## Trecho selecionado
· · ·

O ministério da Saúde avança, a passos largos, na aprovação e implementação da telemedicina no Sistema Único de Saúde (SUS). O Conselho Federal de Medicina (CFM), aliado do governo, publicou, em 5 de maio, uma resolução que regulamenta a prática de oferecer serviços médicos por meio de tecnologias da informação. 

Um mês depois, o próprio ministério publicou uma portaria em consonância, e anunciou a criação do programa UBS Digital. Trata-se de uma iniciativa para instalar, em 323 municípios em “áreas remotas” do país, a infraestrutura para oferecer “saúde digital” à população. Para Luiz Vianna Sobrinho, médico e doutor em bioética, é essa a questão mais importante para o SUS, hoje.

Vianna explica sua preocupação, em entrevista ao Outra Saúde. O fato é que as empresas e o mercado nunca antes se interessaram pela Atenção Primária – área em que o SUS é mais forte. Isso acontece porque o principal recurso dela é o humano: profissionais que trabalham com pediatria, prevenção, redução da mortalidade infantil, educação, vacinação. Não há insumos para serem vendidos, mas serviços – que não dão retorno monetário. 

Ou não davam: com as tecnologias de informação, é possível vender sistemas que podem alcançar os 75% da população brasileira que dependem completamente do SUS – e ainda recolher os dados de saúde delas. Vianna percebe que, com a crise econômica, que pode fazer com que cidadãos deixem de conseguir pagar planos de saúde, essa é a nova janela de oportunidade para o mercado. Mesmo as maiores empresas de tecnologia como Google e Apple já perceberam seu enorme potencial lucrativo. E, entre os defensores do SUS, ainda não se percebe em profundidade o perigo a que o sistema está exposto.

Em artigo demagógico, publicado na Folha na segunda-feira (27/6), o ministro Marcelo Queiroga exalta a iniciativa. “No governo do presidente Jair Bolsonaro, o fortalecimento da atenção em saúde, primária e especializada, se tornou prioridade do Ministério da Saúde, visando ampliar o acesso ao sistema público de saúde a todos os brasileiros”, mente o bolsonarista. Mas, algumas linhas depois, no artigo, está o que Vianna enxerga como a chave para entender o motivo de tal discurso: “percebo uma nova perspectiva para a saúde pública no Brasil – e também para as instituições privadas que atuam nesse ramo”.

“Ele é o ministro dos negócios”, relembra Vianna. “Para ele, é uma oportunidade para o funcionamento das empresas”. O autor explica que o mercado viu enfim uma brecha para lucrar em cima do SUS – com dinheiro público, de maneira mais enraizada e capaz de coletar dados em massa. O insumo, além de lucrativo, é barato: com um telecentro e a contratação de profissionais que tenham o conhecimento técnico das ferramentas, é possível atender o Brasil inteiro. “E não há qualquer debate com a sociedade”, lamenta.

· · ·

Entradas de dados armazenados
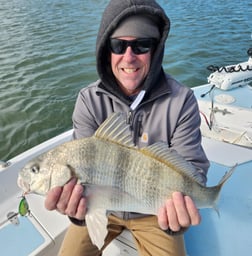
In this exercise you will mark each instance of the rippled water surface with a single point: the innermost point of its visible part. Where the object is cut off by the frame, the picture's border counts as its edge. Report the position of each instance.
(47, 54)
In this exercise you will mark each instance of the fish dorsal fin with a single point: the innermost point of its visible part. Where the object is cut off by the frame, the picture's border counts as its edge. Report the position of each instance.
(116, 129)
(171, 158)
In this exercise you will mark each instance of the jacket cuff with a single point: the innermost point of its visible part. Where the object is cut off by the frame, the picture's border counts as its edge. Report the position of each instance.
(175, 233)
(77, 222)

· · ·

## Requisitos do exercício
• 1. Imprima, sem nenhuma alteração, a parte do trecho selecionado que começa em "O ministério da Saúde avança, a" e termina em "o SUS, hoje.".
• 2. Diga se cada afirmação a seguir concorda com o trecho selecionado, respondendo sim ou não e citando literalmente as palavras do trecho que decidem a questão.
(a) A resolução do Conselho Federal de Medicina que regulamenta a telemedicina foi publicada em 5 de maio.
(b) O programa UBS Digital prevê instalar infraestrutura em 500 municípios.
(c) Segundo o trecho, 75% da população brasileira depende completamente do SUS.
O material não tem nenhum papel neste exercício.

## Tarefas resolvidas
• 1.
O ministério da Saúde avança, a passos largos, na aprovação e implementação da telemedicina no Sistema Único de Saúde (SUS). O Conselho Federal de Medicina (CFM), aliado do governo, publicou, em 5 de maio, uma resolução que regulamenta a prática de oferecer serviços médicos por meio de tecnologias da informação. 

Um mês depois, o próprio ministério publicou uma portaria em consonância, e anunciou a criação do programa UBS Digital. Trata-se de uma iniciativa para instalar, em 323 municípios em “áreas remotas” do país, a infraestrutura para oferecer “saúde digital” à população. Para Luiz Vianna Sobrinho, médico e doutor em bioética, é essa a questão mais importante para o SUS, hoje.

• 2.
(a) Sim: "publicou, em 5 de maio, uma resolução que regulamenta a prática de oferecer serviços médicos por meio de tecnologias da informação".
(b) Não: "instalar, em 323 municípios".
(c) Sim: "os 75% da população brasileira que dependem completamente do SUS".